Stated task: Select and copy each line in the records below that contains the word "boot", and treat uppercase and lowercase as different.

Entries shown:
════
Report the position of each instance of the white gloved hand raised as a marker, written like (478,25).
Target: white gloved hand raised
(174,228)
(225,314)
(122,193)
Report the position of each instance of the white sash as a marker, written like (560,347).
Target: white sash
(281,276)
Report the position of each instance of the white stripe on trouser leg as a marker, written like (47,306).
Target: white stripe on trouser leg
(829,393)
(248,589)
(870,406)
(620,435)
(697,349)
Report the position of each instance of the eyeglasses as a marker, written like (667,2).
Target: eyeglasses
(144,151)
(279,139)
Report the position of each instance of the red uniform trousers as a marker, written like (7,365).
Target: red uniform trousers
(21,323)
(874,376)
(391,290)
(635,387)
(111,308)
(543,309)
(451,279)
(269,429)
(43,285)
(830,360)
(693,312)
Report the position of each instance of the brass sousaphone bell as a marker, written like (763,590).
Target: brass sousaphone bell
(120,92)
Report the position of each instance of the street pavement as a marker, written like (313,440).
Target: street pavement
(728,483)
════
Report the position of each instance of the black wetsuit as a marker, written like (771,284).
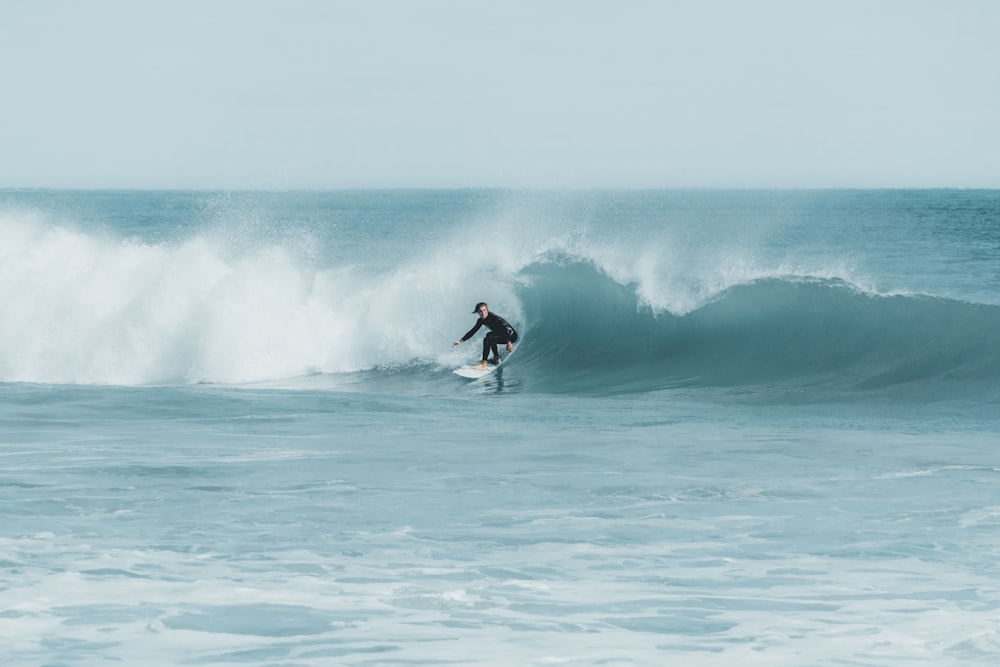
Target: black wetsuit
════
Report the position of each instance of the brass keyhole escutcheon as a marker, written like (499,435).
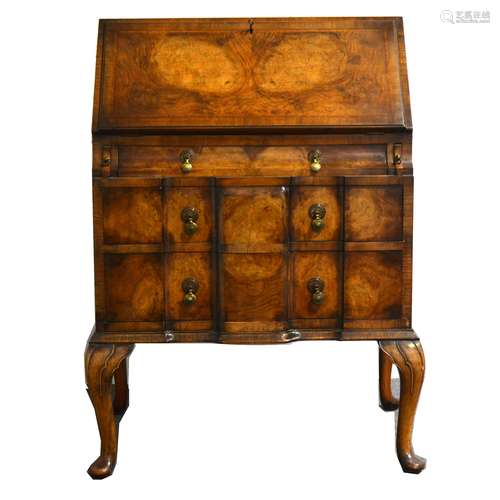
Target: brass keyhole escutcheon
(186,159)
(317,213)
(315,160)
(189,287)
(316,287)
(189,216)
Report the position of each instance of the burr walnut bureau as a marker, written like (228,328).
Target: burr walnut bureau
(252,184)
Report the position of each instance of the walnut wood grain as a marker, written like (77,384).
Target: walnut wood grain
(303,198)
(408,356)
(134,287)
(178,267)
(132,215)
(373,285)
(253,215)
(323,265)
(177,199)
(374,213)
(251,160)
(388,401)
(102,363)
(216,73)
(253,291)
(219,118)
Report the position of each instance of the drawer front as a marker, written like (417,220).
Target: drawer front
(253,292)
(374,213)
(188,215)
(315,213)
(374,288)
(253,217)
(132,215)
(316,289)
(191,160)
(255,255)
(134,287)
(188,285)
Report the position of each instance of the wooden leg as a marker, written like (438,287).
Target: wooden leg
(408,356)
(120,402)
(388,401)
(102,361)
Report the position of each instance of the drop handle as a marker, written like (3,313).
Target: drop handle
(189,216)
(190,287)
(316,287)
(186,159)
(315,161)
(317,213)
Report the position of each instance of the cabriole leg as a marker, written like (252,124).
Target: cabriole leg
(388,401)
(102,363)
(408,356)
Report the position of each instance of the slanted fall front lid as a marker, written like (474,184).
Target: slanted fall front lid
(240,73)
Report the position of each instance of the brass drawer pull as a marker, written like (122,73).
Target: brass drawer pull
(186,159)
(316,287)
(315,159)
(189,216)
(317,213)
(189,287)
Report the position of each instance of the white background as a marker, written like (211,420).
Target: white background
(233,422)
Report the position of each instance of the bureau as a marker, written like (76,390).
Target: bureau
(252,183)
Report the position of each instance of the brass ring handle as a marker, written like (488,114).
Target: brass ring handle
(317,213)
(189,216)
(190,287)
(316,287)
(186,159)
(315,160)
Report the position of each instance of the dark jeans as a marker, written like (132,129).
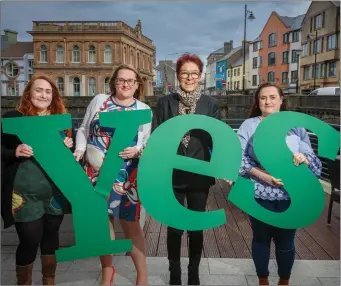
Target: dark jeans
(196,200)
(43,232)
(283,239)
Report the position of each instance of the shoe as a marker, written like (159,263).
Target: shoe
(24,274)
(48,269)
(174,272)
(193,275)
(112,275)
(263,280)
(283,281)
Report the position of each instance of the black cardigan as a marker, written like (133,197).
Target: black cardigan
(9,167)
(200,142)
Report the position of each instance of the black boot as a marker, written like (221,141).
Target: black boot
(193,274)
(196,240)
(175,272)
════
Response below:
Report the position of each instance of the black boot as a marker, written like (221,141).
Target: black boot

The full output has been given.